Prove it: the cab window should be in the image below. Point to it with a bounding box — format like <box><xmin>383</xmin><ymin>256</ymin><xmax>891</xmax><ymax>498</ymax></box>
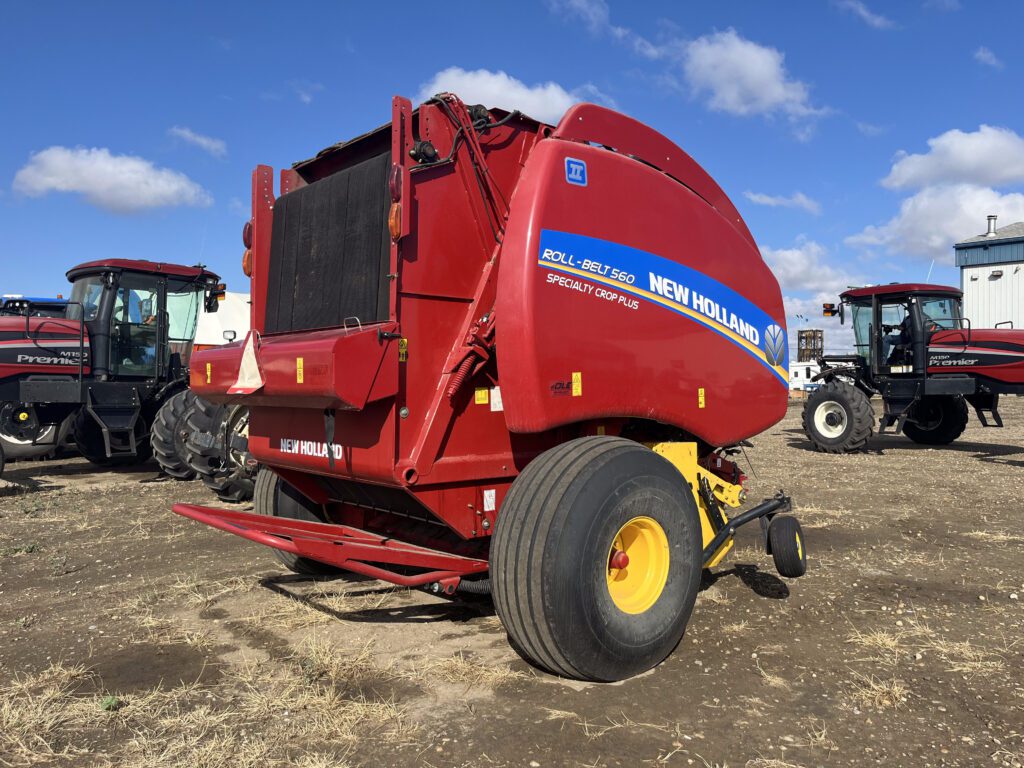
<box><xmin>111</xmin><ymin>273</ymin><xmax>160</xmax><ymax>376</ymax></box>
<box><xmin>920</xmin><ymin>296</ymin><xmax>963</xmax><ymax>331</ymax></box>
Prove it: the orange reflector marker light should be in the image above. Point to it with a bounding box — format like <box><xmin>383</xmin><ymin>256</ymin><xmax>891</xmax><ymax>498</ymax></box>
<box><xmin>387</xmin><ymin>203</ymin><xmax>401</xmax><ymax>241</ymax></box>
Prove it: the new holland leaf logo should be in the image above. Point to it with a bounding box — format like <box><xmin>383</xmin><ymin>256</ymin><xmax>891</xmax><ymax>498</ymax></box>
<box><xmin>764</xmin><ymin>325</ymin><xmax>785</xmax><ymax>366</ymax></box>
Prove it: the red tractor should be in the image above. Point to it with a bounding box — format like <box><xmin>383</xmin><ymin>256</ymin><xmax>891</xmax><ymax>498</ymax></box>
<box><xmin>174</xmin><ymin>94</ymin><xmax>806</xmax><ymax>681</ymax></box>
<box><xmin>803</xmin><ymin>284</ymin><xmax>1024</xmax><ymax>454</ymax></box>
<box><xmin>0</xmin><ymin>259</ymin><xmax>223</xmax><ymax>481</ymax></box>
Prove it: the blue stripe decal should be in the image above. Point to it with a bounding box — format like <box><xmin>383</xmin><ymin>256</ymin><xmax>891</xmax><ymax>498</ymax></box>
<box><xmin>538</xmin><ymin>229</ymin><xmax>788</xmax><ymax>385</ymax></box>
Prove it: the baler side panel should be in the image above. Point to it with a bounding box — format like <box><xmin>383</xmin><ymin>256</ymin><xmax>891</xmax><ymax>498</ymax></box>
<box><xmin>496</xmin><ymin>139</ymin><xmax>787</xmax><ymax>444</ymax></box>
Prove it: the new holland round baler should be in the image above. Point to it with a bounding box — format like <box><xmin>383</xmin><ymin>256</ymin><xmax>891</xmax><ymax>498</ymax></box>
<box><xmin>174</xmin><ymin>94</ymin><xmax>806</xmax><ymax>681</ymax></box>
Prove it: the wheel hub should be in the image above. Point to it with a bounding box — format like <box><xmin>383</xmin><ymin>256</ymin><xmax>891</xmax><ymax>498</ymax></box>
<box><xmin>607</xmin><ymin>517</ymin><xmax>670</xmax><ymax>613</ymax></box>
<box><xmin>814</xmin><ymin>400</ymin><xmax>848</xmax><ymax>438</ymax></box>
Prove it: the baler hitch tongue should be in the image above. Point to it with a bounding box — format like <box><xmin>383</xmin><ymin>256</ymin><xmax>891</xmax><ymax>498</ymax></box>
<box><xmin>703</xmin><ymin>489</ymin><xmax>807</xmax><ymax>578</ymax></box>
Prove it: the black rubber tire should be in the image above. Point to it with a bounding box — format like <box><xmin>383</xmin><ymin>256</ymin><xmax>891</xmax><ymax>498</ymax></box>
<box><xmin>253</xmin><ymin>467</ymin><xmax>341</xmax><ymax>575</ymax></box>
<box><xmin>489</xmin><ymin>436</ymin><xmax>701</xmax><ymax>682</ymax></box>
<box><xmin>72</xmin><ymin>406</ymin><xmax>153</xmax><ymax>467</ymax></box>
<box><xmin>803</xmin><ymin>379</ymin><xmax>874</xmax><ymax>454</ymax></box>
<box><xmin>768</xmin><ymin>515</ymin><xmax>807</xmax><ymax>579</ymax></box>
<box><xmin>185</xmin><ymin>395</ymin><xmax>254</xmax><ymax>503</ymax></box>
<box><xmin>903</xmin><ymin>394</ymin><xmax>969</xmax><ymax>445</ymax></box>
<box><xmin>150</xmin><ymin>389</ymin><xmax>196</xmax><ymax>480</ymax></box>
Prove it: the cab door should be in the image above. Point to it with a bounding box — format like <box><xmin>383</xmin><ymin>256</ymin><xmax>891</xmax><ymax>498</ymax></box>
<box><xmin>111</xmin><ymin>272</ymin><xmax>164</xmax><ymax>379</ymax></box>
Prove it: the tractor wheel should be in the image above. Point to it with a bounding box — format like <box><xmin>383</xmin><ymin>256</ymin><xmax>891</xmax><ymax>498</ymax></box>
<box><xmin>150</xmin><ymin>389</ymin><xmax>196</xmax><ymax>480</ymax></box>
<box><xmin>253</xmin><ymin>467</ymin><xmax>340</xmax><ymax>575</ymax></box>
<box><xmin>803</xmin><ymin>379</ymin><xmax>874</xmax><ymax>454</ymax></box>
<box><xmin>768</xmin><ymin>515</ymin><xmax>807</xmax><ymax>579</ymax></box>
<box><xmin>72</xmin><ymin>407</ymin><xmax>153</xmax><ymax>467</ymax></box>
<box><xmin>490</xmin><ymin>436</ymin><xmax>701</xmax><ymax>682</ymax></box>
<box><xmin>903</xmin><ymin>394</ymin><xmax>968</xmax><ymax>445</ymax></box>
<box><xmin>185</xmin><ymin>395</ymin><xmax>253</xmax><ymax>503</ymax></box>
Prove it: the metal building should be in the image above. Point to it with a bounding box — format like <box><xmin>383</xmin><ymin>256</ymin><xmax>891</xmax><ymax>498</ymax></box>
<box><xmin>953</xmin><ymin>216</ymin><xmax>1024</xmax><ymax>328</ymax></box>
<box><xmin>797</xmin><ymin>328</ymin><xmax>825</xmax><ymax>362</ymax></box>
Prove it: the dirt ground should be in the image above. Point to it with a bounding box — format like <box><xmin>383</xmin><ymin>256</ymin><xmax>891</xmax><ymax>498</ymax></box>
<box><xmin>0</xmin><ymin>399</ymin><xmax>1024</xmax><ymax>768</ymax></box>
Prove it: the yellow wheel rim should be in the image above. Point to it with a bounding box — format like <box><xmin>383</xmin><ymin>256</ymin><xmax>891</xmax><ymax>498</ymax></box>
<box><xmin>607</xmin><ymin>517</ymin><xmax>669</xmax><ymax>613</ymax></box>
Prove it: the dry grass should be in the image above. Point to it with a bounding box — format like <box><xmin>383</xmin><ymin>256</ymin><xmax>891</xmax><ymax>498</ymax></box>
<box><xmin>847</xmin><ymin>629</ymin><xmax>907</xmax><ymax>665</ymax></box>
<box><xmin>797</xmin><ymin>720</ymin><xmax>839</xmax><ymax>756</ymax></box>
<box><xmin>964</xmin><ymin>530</ymin><xmax>1024</xmax><ymax>544</ymax></box>
<box><xmin>426</xmin><ymin>653</ymin><xmax>529</xmax><ymax>689</ymax></box>
<box><xmin>851</xmin><ymin>673</ymin><xmax>910</xmax><ymax>710</ymax></box>
<box><xmin>0</xmin><ymin>664</ymin><xmax>99</xmax><ymax>763</ymax></box>
<box><xmin>719</xmin><ymin>622</ymin><xmax>749</xmax><ymax>635</ymax></box>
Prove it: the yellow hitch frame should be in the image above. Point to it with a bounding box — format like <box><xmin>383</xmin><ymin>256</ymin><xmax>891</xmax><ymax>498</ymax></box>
<box><xmin>650</xmin><ymin>442</ymin><xmax>743</xmax><ymax>568</ymax></box>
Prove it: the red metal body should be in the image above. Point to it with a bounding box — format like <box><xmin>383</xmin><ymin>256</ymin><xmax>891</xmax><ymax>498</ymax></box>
<box><xmin>840</xmin><ymin>283</ymin><xmax>1024</xmax><ymax>385</ymax></box>
<box><xmin>840</xmin><ymin>283</ymin><xmax>964</xmax><ymax>301</ymax></box>
<box><xmin>175</xmin><ymin>96</ymin><xmax>787</xmax><ymax>583</ymax></box>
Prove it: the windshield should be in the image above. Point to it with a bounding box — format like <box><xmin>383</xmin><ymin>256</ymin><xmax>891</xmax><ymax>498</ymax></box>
<box><xmin>920</xmin><ymin>296</ymin><xmax>964</xmax><ymax>331</ymax></box>
<box><xmin>67</xmin><ymin>274</ymin><xmax>103</xmax><ymax>322</ymax></box>
<box><xmin>850</xmin><ymin>302</ymin><xmax>871</xmax><ymax>359</ymax></box>
<box><xmin>167</xmin><ymin>283</ymin><xmax>203</xmax><ymax>342</ymax></box>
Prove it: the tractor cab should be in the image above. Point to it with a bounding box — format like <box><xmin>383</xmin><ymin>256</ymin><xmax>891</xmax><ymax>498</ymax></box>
<box><xmin>825</xmin><ymin>284</ymin><xmax>970</xmax><ymax>378</ymax></box>
<box><xmin>67</xmin><ymin>260</ymin><xmax>223</xmax><ymax>381</ymax></box>
<box><xmin>0</xmin><ymin>259</ymin><xmax>224</xmax><ymax>463</ymax></box>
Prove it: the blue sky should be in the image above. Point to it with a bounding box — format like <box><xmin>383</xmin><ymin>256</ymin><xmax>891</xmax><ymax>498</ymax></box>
<box><xmin>0</xmin><ymin>0</ymin><xmax>1024</xmax><ymax>346</ymax></box>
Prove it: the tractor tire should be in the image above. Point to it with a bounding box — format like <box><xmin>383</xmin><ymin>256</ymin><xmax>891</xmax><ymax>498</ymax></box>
<box><xmin>903</xmin><ymin>394</ymin><xmax>968</xmax><ymax>445</ymax></box>
<box><xmin>150</xmin><ymin>389</ymin><xmax>196</xmax><ymax>480</ymax></box>
<box><xmin>185</xmin><ymin>395</ymin><xmax>253</xmax><ymax>503</ymax></box>
<box><xmin>803</xmin><ymin>379</ymin><xmax>874</xmax><ymax>454</ymax></box>
<box><xmin>768</xmin><ymin>515</ymin><xmax>807</xmax><ymax>579</ymax></box>
<box><xmin>253</xmin><ymin>467</ymin><xmax>340</xmax><ymax>575</ymax></box>
<box><xmin>72</xmin><ymin>407</ymin><xmax>153</xmax><ymax>467</ymax></box>
<box><xmin>490</xmin><ymin>436</ymin><xmax>702</xmax><ymax>682</ymax></box>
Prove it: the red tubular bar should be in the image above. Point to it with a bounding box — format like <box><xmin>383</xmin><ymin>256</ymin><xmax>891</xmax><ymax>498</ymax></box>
<box><xmin>172</xmin><ymin>504</ymin><xmax>487</xmax><ymax>587</ymax></box>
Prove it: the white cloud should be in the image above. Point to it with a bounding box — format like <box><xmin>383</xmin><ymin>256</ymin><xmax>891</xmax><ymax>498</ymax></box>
<box><xmin>882</xmin><ymin>125</ymin><xmax>1024</xmax><ymax>189</ymax></box>
<box><xmin>548</xmin><ymin>0</ymin><xmax>667</xmax><ymax>59</ymax></box>
<box><xmin>683</xmin><ymin>29</ymin><xmax>822</xmax><ymax>118</ymax></box>
<box><xmin>846</xmin><ymin>184</ymin><xmax>1024</xmax><ymax>264</ymax></box>
<box><xmin>836</xmin><ymin>0</ymin><xmax>896</xmax><ymax>30</ymax></box>
<box><xmin>167</xmin><ymin>125</ymin><xmax>227</xmax><ymax>158</ymax></box>
<box><xmin>857</xmin><ymin>122</ymin><xmax>886</xmax><ymax>138</ymax></box>
<box><xmin>416</xmin><ymin>67</ymin><xmax>599</xmax><ymax>123</ymax></box>
<box><xmin>549</xmin><ymin>0</ymin><xmax>828</xmax><ymax>136</ymax></box>
<box><xmin>13</xmin><ymin>146</ymin><xmax>213</xmax><ymax>213</ymax></box>
<box><xmin>288</xmin><ymin>80</ymin><xmax>324</xmax><ymax>104</ymax></box>
<box><xmin>761</xmin><ymin>240</ymin><xmax>857</xmax><ymax>293</ymax></box>
<box><xmin>761</xmin><ymin>239</ymin><xmax>862</xmax><ymax>360</ymax></box>
<box><xmin>743</xmin><ymin>191</ymin><xmax>821</xmax><ymax>216</ymax></box>
<box><xmin>974</xmin><ymin>45</ymin><xmax>1002</xmax><ymax>70</ymax></box>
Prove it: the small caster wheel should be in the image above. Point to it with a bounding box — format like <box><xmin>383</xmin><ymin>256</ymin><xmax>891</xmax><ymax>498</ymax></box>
<box><xmin>768</xmin><ymin>515</ymin><xmax>807</xmax><ymax>579</ymax></box>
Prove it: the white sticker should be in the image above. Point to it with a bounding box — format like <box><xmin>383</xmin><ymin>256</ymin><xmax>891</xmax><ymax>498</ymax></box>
<box><xmin>490</xmin><ymin>387</ymin><xmax>505</xmax><ymax>411</ymax></box>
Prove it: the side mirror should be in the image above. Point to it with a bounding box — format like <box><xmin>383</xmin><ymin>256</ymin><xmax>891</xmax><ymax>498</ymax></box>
<box><xmin>203</xmin><ymin>283</ymin><xmax>227</xmax><ymax>312</ymax></box>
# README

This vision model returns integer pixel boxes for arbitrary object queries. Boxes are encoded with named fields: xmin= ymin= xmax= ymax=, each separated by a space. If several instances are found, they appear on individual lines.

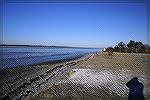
______
Please reproduce the lines above word for word, starting with the line that contains "Prove it: the side" and going on through the end of the lines. Leave the pictures out of your answer.

[RESPONSE TO THIS EXERCISE]
Prove it: the side mirror should be in the image above. Point to it with a bounding box — format like <box><xmin>383</xmin><ymin>256</ymin><xmax>891</xmax><ymax>498</ymax></box>
<box><xmin>203</xmin><ymin>283</ymin><xmax>227</xmax><ymax>312</ymax></box>
# README

This vision model returns integer pixel boxes for arbitrary object queries. Boxes are encoded with named fields: xmin= ymin= xmax= ymax=, each separated by a space. If several instances are found, they appear on individual lines.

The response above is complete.